- [TEXT PASSAGE]

In Someone Else´s Ojotas

How many times have you seen commercials or public announcements encouraging viewers like you to sponsor a child-in-need?
Probably hundreds.
The heartrending images of malnourished children dressed in dirty clothes walking through the streets of some far off shantytown, tug at the heartstrings if you pay close attention.
I should sponsor a child,” we say to ourselves.
Although we have good intentions, more often than not we fail to write down the phone number, we decide to do it tomorrow or we simply forget about our potential Good Samaritan act.
Every time the commercial replays we become more desensitized to the images and we are able to emotionally detach ourselves.
To middle class Americans, the images seem so foreign that it is hard to conceptualize what we see on the television. We see it, our brain processes the information, but somehow the information is rarely digested. Rather we continue to pop the potato chips into our mouths, change the channel or press the mute button until our TV program resumes.
Surely these images are exaggerated,” we say to ourselves.  “There are poor people in the U.S. too,” we say.
How often have you said to yourself, “What if that was my child or what if that was me?”
While traveling to Machu Picchu, I had a surreal experience that couldn’t have sent me a clearer message had it been scripted for television.
I was traveling by local collective minibus, when a young peasant woman squeezed into the little remaining space on the floor with her three children.

- [LIST OF TASKS]
1 – In the passage about sponsoring children, what kind of vehicle was the writer riding when a young peasant woman squeezed onto the floor with her three children?
2 – Reproduce a section of the passage about sponsoring children word for word, beginning at the words "I should sponsor" and stopping after the words "emotionally detach ourselves.".

- [RECORDS]

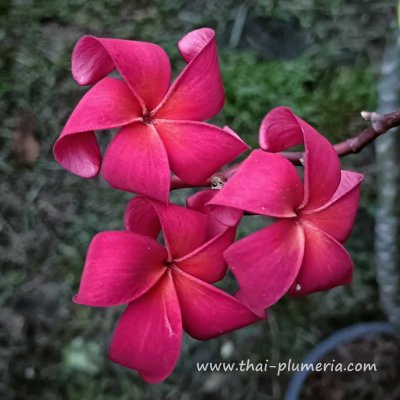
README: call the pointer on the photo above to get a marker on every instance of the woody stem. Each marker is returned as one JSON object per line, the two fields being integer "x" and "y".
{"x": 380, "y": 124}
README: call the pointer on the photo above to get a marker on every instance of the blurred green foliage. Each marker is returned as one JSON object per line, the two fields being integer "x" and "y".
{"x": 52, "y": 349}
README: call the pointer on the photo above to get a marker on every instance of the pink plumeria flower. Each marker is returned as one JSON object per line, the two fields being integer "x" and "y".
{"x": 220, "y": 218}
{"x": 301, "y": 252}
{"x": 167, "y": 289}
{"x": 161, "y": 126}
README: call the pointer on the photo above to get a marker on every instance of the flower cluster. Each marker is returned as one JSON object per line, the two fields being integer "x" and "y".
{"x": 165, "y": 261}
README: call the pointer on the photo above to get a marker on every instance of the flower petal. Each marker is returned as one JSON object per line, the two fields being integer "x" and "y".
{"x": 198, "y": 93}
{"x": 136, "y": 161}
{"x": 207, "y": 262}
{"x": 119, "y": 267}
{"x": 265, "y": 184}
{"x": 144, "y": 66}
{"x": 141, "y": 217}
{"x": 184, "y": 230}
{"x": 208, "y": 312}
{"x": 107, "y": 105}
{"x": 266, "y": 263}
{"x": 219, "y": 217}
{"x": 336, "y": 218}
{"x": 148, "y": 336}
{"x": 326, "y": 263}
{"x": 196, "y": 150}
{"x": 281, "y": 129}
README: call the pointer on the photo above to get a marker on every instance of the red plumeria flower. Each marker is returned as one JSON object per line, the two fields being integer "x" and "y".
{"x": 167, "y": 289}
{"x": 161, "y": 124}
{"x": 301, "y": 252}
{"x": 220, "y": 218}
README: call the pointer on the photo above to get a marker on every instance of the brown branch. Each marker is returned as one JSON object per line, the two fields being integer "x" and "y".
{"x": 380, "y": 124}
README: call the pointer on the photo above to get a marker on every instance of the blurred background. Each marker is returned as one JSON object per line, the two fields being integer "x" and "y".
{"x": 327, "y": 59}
--
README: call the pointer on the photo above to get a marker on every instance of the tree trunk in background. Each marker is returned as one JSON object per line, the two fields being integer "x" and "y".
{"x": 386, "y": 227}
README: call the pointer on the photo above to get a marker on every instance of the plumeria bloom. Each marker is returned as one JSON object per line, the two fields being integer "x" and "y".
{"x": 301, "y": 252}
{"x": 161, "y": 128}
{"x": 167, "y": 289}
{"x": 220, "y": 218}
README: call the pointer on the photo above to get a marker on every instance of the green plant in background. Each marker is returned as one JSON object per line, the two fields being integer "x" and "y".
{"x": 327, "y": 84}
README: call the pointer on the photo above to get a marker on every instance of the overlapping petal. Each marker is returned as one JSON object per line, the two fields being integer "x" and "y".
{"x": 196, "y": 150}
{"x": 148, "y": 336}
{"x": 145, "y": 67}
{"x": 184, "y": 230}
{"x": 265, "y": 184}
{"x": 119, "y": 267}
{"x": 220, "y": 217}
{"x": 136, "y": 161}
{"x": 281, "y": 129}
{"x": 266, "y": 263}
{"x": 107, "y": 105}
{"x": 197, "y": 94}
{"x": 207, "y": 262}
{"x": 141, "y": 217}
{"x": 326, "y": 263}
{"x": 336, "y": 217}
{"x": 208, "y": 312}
...
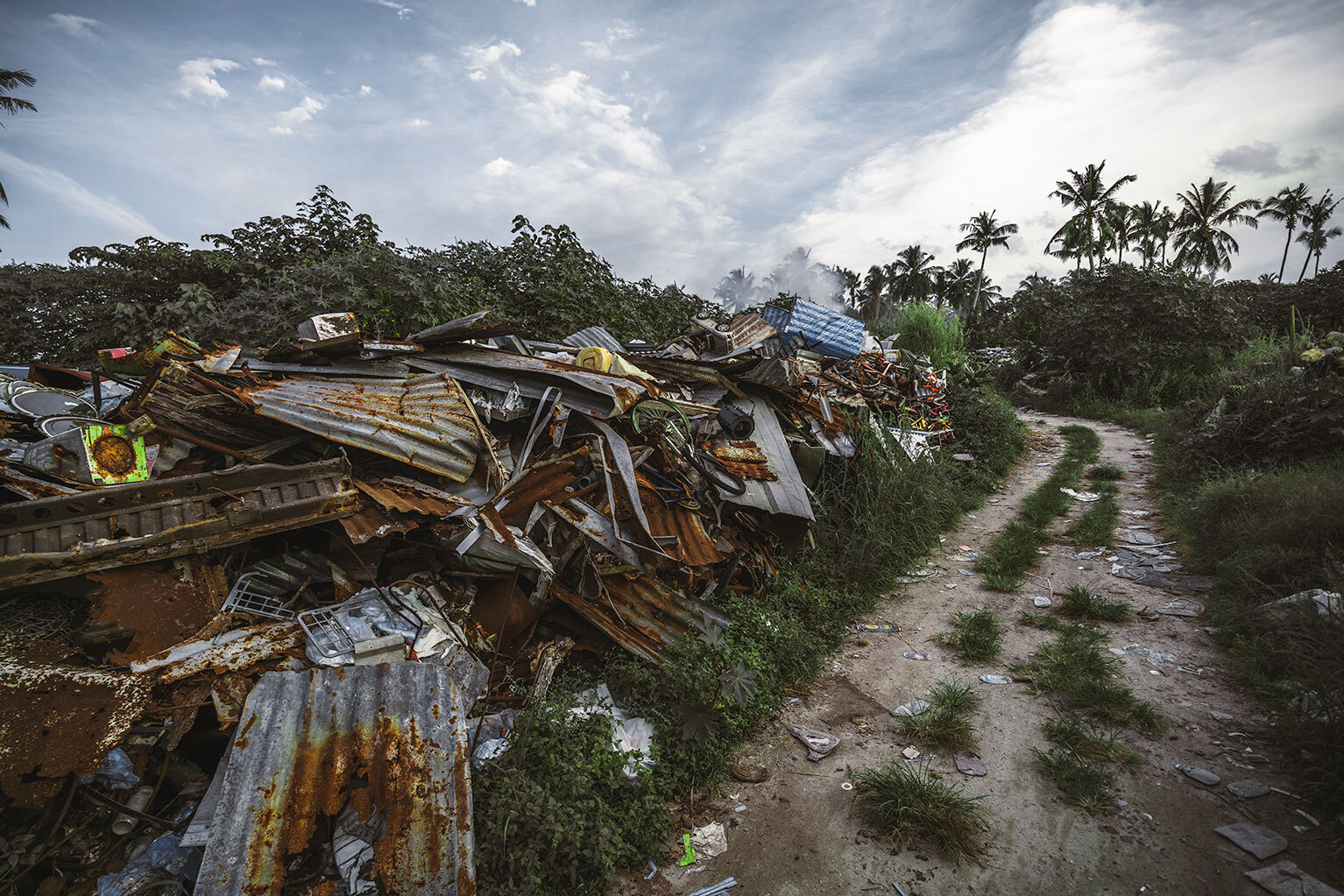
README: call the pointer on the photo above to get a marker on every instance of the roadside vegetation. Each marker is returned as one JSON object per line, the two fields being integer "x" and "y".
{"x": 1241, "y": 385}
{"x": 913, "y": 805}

- [SOLUTIONS TO THE PROBLEMS]
1 – A local collective minibus.

2 –
I should sponsor a child,” we say to ourselves.
Although we have good intentions, more often than not we fail to write down the phone number, we decide to do it tomorrow or we simply forget about our potential Good Samaritan act.
Every time the commercial replays we become more desensitized to the images and we are able to emotionally detach ourselves.